» **AIM OF THE EXERCISE**:
Look through the lines below and copy each one that includes "Vertices".

» **SUPPLIED DATA**:
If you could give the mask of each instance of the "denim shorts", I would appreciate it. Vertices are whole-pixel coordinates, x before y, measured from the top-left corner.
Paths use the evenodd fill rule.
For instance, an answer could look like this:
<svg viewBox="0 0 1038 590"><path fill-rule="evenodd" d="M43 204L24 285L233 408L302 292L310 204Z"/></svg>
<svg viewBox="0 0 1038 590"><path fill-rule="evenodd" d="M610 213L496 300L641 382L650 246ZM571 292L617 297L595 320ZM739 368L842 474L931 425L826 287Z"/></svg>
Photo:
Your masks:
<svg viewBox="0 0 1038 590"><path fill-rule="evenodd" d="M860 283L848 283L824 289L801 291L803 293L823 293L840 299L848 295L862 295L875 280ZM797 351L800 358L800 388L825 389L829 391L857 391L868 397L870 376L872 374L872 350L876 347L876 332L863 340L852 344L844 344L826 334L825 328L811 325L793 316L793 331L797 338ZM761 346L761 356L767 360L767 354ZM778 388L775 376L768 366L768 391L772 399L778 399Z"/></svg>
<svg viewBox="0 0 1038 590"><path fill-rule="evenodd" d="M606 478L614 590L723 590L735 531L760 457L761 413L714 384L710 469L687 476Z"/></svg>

* * *

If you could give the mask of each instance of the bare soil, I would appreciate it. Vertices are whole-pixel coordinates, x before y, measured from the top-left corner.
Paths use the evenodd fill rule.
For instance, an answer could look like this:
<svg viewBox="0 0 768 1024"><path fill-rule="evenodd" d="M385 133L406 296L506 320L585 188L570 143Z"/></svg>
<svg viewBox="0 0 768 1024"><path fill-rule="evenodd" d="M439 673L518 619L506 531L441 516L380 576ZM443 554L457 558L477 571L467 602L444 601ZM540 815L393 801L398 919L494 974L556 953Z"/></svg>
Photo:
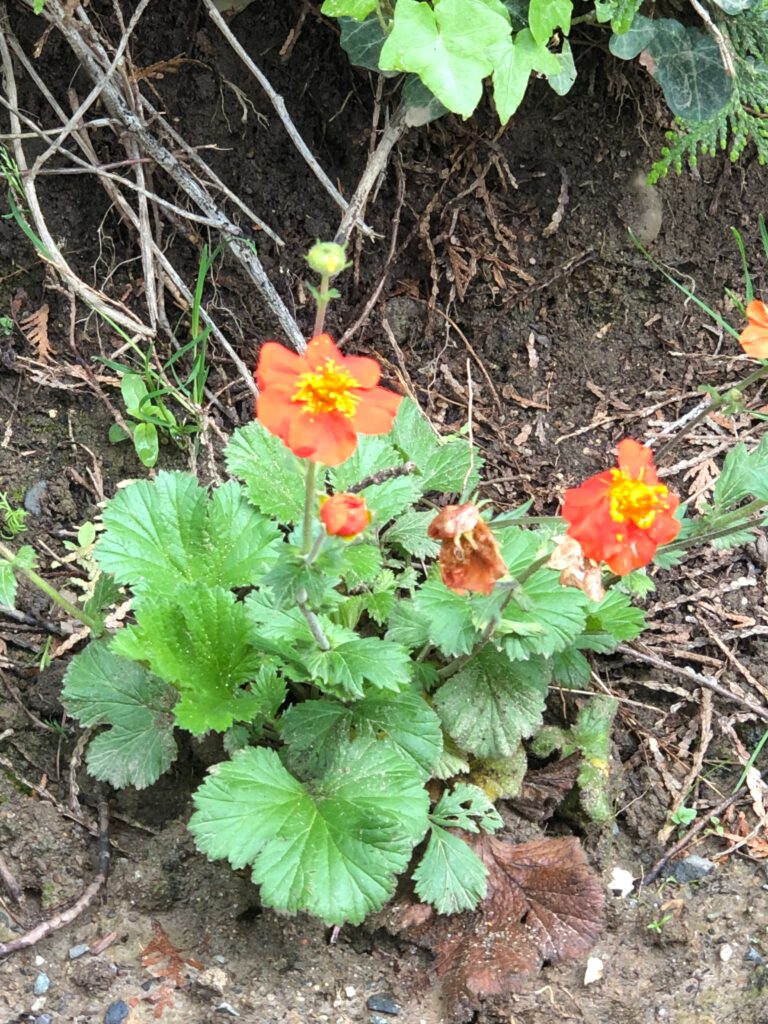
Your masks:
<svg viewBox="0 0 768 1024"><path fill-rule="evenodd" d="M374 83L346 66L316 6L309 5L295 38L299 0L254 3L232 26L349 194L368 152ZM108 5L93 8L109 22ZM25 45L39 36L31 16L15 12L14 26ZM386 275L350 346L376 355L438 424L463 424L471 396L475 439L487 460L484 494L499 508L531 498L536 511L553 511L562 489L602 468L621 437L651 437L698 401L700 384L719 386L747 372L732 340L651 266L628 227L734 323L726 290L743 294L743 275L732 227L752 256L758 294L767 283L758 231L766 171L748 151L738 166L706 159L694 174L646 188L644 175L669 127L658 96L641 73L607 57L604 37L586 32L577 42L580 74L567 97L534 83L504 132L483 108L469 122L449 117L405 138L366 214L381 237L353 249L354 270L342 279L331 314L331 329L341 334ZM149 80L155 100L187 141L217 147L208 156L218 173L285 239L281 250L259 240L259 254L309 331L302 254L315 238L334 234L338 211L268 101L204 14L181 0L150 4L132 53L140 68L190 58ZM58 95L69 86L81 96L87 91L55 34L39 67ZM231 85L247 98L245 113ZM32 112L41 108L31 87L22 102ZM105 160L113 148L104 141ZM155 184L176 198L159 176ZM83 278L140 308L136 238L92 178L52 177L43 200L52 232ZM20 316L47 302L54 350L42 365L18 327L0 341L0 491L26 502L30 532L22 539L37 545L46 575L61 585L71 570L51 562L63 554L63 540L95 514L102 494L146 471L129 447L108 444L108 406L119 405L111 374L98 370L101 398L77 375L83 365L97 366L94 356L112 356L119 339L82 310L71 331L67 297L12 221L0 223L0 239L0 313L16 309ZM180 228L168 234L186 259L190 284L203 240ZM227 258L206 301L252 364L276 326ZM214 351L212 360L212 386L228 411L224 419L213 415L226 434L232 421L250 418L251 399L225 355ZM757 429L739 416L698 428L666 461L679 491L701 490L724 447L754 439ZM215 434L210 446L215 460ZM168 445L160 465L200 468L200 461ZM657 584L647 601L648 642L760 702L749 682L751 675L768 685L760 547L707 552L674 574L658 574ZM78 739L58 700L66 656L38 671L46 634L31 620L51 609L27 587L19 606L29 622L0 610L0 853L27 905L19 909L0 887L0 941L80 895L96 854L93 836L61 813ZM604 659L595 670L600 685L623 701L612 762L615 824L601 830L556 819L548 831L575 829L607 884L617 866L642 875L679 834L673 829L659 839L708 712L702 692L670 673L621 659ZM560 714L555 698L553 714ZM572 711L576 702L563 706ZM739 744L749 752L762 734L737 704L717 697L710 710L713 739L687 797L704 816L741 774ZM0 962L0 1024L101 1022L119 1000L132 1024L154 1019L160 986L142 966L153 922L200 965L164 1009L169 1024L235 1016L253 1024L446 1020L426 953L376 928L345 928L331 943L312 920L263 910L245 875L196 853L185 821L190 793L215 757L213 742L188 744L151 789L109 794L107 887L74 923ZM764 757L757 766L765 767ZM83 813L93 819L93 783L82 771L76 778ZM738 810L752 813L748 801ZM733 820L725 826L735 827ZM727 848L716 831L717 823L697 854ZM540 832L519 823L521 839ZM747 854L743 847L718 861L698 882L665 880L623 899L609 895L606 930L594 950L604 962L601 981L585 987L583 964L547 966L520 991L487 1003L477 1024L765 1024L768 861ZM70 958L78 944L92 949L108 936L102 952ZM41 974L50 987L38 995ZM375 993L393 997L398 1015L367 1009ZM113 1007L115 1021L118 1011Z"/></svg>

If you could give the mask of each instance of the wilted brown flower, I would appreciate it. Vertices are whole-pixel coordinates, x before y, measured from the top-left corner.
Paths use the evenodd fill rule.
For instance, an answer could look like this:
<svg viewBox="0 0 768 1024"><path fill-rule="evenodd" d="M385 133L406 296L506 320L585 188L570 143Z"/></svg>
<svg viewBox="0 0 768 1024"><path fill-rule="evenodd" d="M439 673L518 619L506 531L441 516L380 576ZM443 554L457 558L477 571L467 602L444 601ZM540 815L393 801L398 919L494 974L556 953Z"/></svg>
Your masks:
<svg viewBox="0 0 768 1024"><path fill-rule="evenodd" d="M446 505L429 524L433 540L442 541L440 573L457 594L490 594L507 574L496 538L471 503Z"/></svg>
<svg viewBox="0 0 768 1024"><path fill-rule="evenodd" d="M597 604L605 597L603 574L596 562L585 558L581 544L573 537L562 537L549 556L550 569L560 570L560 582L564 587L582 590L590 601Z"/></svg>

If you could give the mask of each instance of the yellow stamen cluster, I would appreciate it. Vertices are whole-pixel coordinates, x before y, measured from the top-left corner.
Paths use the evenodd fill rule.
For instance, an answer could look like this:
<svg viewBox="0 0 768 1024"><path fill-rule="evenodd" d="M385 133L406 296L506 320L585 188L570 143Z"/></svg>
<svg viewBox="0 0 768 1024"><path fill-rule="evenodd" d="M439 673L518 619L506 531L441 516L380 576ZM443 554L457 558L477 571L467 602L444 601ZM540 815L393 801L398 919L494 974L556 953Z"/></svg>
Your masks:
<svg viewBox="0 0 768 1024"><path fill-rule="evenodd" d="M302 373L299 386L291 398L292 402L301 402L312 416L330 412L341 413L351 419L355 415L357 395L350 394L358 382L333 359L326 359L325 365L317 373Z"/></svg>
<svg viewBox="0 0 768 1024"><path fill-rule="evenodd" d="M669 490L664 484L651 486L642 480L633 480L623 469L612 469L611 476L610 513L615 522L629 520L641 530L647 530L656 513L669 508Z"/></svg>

* * *

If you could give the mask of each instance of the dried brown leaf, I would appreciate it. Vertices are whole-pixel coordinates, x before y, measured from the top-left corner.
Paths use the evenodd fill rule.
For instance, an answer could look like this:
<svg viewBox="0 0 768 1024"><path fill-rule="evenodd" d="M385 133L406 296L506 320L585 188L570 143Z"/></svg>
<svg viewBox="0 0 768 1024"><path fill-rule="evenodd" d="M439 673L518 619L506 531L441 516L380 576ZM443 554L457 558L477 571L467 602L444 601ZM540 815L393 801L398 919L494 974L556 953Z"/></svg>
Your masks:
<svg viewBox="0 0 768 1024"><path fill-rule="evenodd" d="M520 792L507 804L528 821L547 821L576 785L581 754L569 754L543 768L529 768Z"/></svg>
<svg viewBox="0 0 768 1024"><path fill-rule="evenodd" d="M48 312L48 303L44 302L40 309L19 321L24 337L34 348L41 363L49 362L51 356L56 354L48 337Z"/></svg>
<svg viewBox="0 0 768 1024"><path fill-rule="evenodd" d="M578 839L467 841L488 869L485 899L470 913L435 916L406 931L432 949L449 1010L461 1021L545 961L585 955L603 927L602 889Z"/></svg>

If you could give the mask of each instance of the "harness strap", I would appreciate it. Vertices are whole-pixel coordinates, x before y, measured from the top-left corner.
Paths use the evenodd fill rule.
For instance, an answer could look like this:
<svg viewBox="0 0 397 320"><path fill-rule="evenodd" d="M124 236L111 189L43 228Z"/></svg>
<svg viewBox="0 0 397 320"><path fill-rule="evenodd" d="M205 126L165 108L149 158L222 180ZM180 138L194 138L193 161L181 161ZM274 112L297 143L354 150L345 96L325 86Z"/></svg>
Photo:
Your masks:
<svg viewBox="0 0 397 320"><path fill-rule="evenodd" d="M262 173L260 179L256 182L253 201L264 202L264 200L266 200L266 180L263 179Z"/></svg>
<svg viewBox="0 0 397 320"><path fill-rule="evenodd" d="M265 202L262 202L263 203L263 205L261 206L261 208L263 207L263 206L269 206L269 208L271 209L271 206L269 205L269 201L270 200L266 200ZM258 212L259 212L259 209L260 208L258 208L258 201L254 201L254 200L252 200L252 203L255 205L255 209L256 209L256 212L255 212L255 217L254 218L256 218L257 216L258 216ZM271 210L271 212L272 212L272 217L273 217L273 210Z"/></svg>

» **TASK RESULT**:
If you could give the mask of each instance of the "denim shorts", I would appreciate it. Vertices are whole-pixel coordinates, x before y, measured from the top-left corner.
If you could give the mask of each instance of the bare soil, I would appreciate it. Vertices are whole-pixel coordinates, x before y, measured from the top-left corner.
If you could give the mask of each instance of the wilted brown flower, I would appreciate it. Vertices are whole-pixel coordinates, x before y, measured from the top-left corner.
If you could give the mask of each instance of the yellow stamen cluster, I would appreciate it. Vertices are whole-pixel coordinates, x before y, measured from the top-left corner.
If you could give the mask of each instance of the dried brown leaf, I would appreciate it. Vertices are whole-pixel coordinates, x before y, measured from the top-left corner.
If you could give the mask of each instance of the "harness strap", I would appreciate it. Vertices are whole-pixel coordinates, x before y, measured from the top-left corner.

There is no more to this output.